[List of tasks]:
- a) Answer these questions using the passage on New Mill in Northbourne:
(i) Who built the mill, and at what cost?
(ii) In what year was the steam engine added?
(iii) Until what year did the mill work by wind?
- b) Continue the account of New Mill in Northbourne, picking up after its final sentence.

Windmill in Northbourne, Kent, England

New Mill is a Grade II listed smock mill in Northbourne, Kent, England that was built in 1848 and which has been converted to residential accommodation.

==History==

New mill was built in 1848 by Messrs J J and T R Holman, the Canterbury millwrights at a cost of £600. It was originally built with two pairs of millstones, and some of the machinery was to be second hand. A 7 hp Robey & Co. steam engine was added in 1886 at a cost of £210. and a third pair of millstones added in 1892. The mill was overhauled by Holman's in 1910, including two new cant (corner) posts and a new sail. In July 1915 two sails and the fantail were blown off. The mill was repaired in 1916 and from then on ran with only two sails. The steam engine was scrapped in 1947 but the mill was working by wind until 1949, when it was dismantled. After standing idle for a short time it was run by electric motor from 1951 to 1957. The mill was converted into a house in 1976 and the former engine shed was used as bed and breakfast accommodation until approximately 2013. The mill is now purely residential and has recently (as of 2020) been taken over by new owners.

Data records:
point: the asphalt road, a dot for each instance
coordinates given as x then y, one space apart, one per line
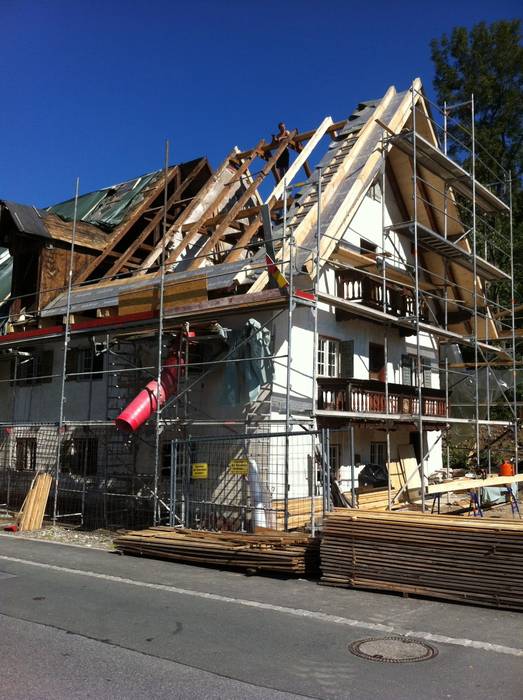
81 623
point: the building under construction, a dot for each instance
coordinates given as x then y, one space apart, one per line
243 347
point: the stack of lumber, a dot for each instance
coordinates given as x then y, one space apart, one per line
457 558
375 499
267 551
31 515
299 510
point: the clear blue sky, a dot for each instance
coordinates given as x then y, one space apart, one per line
93 88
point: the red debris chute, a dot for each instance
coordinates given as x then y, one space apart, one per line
145 404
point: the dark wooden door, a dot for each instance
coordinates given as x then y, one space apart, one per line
377 362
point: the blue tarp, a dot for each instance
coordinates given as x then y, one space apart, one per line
243 380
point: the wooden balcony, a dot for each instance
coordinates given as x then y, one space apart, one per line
357 286
368 396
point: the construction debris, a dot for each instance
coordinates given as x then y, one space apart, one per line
31 515
269 551
450 557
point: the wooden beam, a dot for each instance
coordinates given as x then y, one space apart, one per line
244 240
335 229
300 159
225 193
217 235
138 242
299 138
121 230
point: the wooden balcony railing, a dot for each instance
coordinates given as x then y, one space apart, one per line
356 286
368 396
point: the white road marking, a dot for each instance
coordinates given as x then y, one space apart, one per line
297 612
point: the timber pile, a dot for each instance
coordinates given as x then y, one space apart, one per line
267 551
31 515
375 499
463 559
299 510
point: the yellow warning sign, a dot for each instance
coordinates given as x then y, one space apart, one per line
240 467
200 470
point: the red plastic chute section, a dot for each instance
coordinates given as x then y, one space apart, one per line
145 404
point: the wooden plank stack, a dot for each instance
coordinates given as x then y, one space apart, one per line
457 558
31 515
375 499
267 551
299 510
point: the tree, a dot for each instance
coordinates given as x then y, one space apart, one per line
487 61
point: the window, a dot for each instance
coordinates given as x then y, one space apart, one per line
378 453
374 191
409 375
25 453
83 364
80 456
377 362
367 247
328 357
32 367
335 457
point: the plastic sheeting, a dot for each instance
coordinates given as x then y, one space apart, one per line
108 207
244 379
492 383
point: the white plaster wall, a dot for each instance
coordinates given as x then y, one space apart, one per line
85 399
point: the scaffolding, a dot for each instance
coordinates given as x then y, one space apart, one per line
449 207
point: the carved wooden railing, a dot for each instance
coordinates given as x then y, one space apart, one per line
368 396
357 286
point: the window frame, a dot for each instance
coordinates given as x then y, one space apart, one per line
29 447
329 343
378 447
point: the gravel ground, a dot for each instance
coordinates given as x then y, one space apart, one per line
103 539
95 539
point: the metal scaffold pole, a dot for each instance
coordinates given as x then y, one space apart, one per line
67 332
289 358
513 323
158 424
416 300
314 307
475 283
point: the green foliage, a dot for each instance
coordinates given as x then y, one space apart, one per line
487 62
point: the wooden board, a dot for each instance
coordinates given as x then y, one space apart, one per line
397 476
469 484
474 560
33 509
409 466
176 294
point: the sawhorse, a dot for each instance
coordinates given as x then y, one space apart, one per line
514 506
475 505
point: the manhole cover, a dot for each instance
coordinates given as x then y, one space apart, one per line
393 650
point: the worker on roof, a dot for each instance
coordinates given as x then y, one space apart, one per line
282 164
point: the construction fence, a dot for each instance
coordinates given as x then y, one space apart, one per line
221 481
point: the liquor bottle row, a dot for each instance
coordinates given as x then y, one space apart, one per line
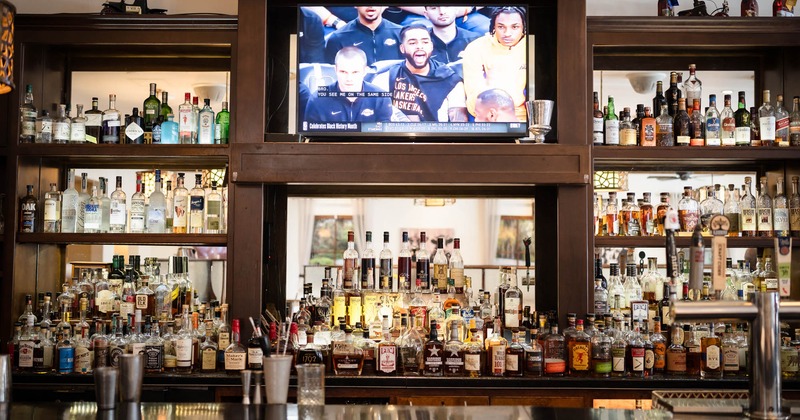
748 8
676 119
749 216
202 209
154 125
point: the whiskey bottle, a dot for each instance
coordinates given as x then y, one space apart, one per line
580 352
29 211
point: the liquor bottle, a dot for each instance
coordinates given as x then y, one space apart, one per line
151 108
580 352
423 265
44 128
673 93
105 206
647 129
367 269
77 127
794 208
28 212
27 117
612 215
197 206
611 124
92 213
434 354
742 117
766 121
688 210
52 210
764 210
781 123
627 131
635 354
222 126
664 128
213 210
235 353
404 275
138 217
61 126
205 127
512 303
693 87
682 125
118 218
727 132
597 121
749 8
111 122
780 211
185 120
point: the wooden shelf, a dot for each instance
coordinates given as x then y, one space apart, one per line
410 164
736 32
189 156
629 158
123 239
681 241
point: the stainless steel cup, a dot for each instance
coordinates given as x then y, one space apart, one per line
5 379
131 373
276 378
105 387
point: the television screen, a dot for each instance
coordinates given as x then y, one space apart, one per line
412 70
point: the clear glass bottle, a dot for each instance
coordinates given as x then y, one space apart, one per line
766 121
764 210
52 210
197 206
111 122
138 216
44 128
27 117
93 214
157 210
118 212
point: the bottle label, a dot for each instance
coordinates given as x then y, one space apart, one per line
498 354
767 128
742 136
209 359
781 220
254 356
183 351
730 357
25 354
618 360
153 357
612 132
512 306
580 356
387 359
235 360
764 220
224 340
749 219
472 362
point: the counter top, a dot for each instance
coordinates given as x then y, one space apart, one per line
211 411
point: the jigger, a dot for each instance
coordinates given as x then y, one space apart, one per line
246 378
539 113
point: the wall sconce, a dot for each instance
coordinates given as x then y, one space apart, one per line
611 180
7 14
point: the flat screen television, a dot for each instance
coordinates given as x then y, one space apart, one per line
438 71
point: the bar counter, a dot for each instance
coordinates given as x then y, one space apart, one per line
212 411
400 390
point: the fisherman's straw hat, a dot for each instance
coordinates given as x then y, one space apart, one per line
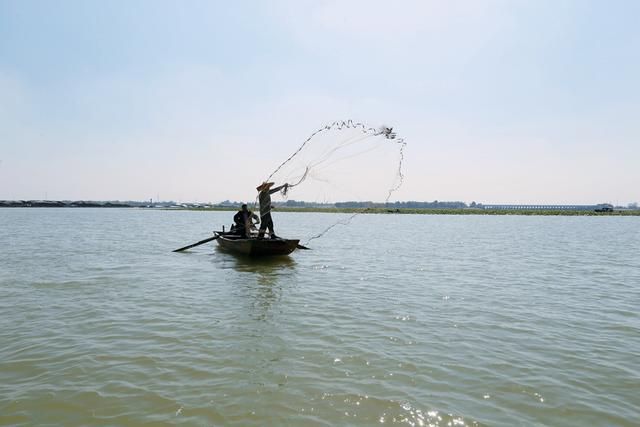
264 186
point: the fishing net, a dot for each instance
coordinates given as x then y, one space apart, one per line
345 164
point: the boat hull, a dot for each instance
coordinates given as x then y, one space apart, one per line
257 247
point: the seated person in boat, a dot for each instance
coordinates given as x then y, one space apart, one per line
264 197
243 221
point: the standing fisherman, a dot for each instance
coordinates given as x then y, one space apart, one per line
243 221
264 199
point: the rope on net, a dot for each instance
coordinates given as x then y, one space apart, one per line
387 132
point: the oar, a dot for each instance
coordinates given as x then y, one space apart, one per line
201 242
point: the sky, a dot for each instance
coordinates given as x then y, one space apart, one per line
498 101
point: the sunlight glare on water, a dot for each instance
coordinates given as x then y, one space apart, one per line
395 319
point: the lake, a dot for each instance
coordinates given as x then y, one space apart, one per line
393 319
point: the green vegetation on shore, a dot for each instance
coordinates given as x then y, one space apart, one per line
466 211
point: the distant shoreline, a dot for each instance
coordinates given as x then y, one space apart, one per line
342 210
436 211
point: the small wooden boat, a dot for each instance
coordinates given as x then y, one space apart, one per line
254 246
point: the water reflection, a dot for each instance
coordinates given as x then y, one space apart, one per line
265 280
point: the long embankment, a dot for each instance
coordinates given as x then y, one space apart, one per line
434 211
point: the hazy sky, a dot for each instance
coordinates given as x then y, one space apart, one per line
499 101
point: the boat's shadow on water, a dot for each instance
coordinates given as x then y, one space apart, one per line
269 276
260 265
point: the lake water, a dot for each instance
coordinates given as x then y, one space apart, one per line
394 319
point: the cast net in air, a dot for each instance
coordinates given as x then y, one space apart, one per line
345 164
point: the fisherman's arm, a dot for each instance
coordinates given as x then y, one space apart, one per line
276 189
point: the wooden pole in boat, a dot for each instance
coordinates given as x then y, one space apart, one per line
201 242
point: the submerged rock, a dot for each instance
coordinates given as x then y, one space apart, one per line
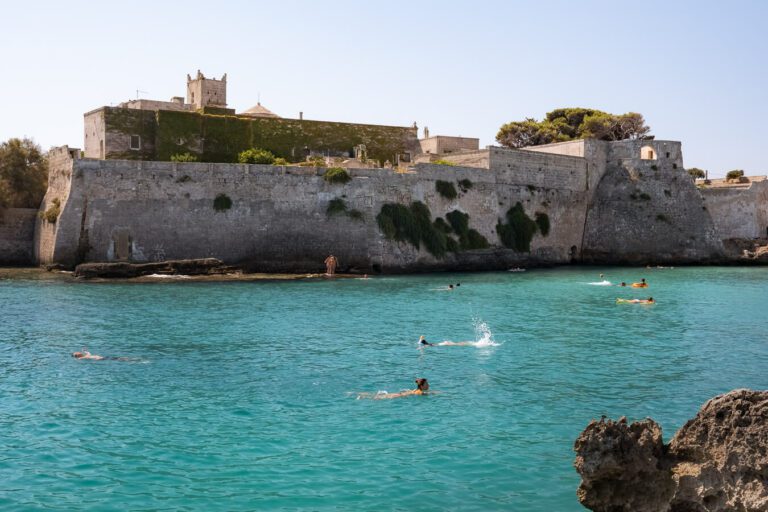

[Task answers]:
- a)
(i) Messrs J J and T R Holman, the Canterbury millwrights, built it at a cost of £600.
(ii) 1886
(iii) 1949

- b)
==Description==

New Mill is a four-storey smock mill on a single storey single-storey brick base. There is a stage at first-floor level. It had four double Patent sails carried on a cast-iron windshaft. The mill was winded by a fantail. It had three pairs of millstones. Some machinery is still present, including the windshaft, one pair of millstones, the engine driveshafts and gearing for the millstones and the governor and associated tentering gear. The cap frame is still in existence, along with the curb and cap centering rollers.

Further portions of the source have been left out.